[START]
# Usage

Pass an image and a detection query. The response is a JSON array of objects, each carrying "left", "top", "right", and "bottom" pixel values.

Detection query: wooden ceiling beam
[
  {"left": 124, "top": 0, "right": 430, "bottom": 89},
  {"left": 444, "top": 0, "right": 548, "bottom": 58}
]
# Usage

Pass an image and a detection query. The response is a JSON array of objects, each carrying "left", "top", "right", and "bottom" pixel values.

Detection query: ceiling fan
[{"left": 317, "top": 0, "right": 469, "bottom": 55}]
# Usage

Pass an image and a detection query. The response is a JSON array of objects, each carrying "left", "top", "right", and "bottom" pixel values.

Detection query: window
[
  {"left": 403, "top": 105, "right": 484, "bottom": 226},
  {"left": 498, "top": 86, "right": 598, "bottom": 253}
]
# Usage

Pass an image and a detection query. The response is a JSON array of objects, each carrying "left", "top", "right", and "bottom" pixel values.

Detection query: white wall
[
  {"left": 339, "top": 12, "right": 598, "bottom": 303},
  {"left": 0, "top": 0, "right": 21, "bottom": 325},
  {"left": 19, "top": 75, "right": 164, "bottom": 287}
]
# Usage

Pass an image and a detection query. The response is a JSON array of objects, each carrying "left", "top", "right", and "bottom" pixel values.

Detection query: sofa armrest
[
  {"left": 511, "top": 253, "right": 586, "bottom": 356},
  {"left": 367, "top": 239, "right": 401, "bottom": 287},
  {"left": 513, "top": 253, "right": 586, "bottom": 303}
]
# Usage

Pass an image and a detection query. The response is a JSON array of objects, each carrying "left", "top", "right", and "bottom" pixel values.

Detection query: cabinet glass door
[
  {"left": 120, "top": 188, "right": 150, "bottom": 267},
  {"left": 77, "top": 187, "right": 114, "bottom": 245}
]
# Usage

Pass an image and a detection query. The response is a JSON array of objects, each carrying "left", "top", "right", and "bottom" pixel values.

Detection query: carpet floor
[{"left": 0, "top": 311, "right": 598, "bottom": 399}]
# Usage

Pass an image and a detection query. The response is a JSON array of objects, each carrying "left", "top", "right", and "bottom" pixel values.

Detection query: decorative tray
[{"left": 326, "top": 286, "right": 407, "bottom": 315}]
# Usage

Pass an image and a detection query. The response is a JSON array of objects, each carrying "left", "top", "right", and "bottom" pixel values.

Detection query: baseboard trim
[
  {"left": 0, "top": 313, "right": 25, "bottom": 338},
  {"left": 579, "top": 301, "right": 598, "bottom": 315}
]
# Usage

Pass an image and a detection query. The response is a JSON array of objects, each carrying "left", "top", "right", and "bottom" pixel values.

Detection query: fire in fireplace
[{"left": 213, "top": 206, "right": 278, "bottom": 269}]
[END]
What to do -
Find every line in the material above that contains the string "ceiling", and copy each of those lines. Uppercase and lowercase letters count as different.

Finished exercise -
Detection query: wooden ceiling beam
Detection query: ceiling fan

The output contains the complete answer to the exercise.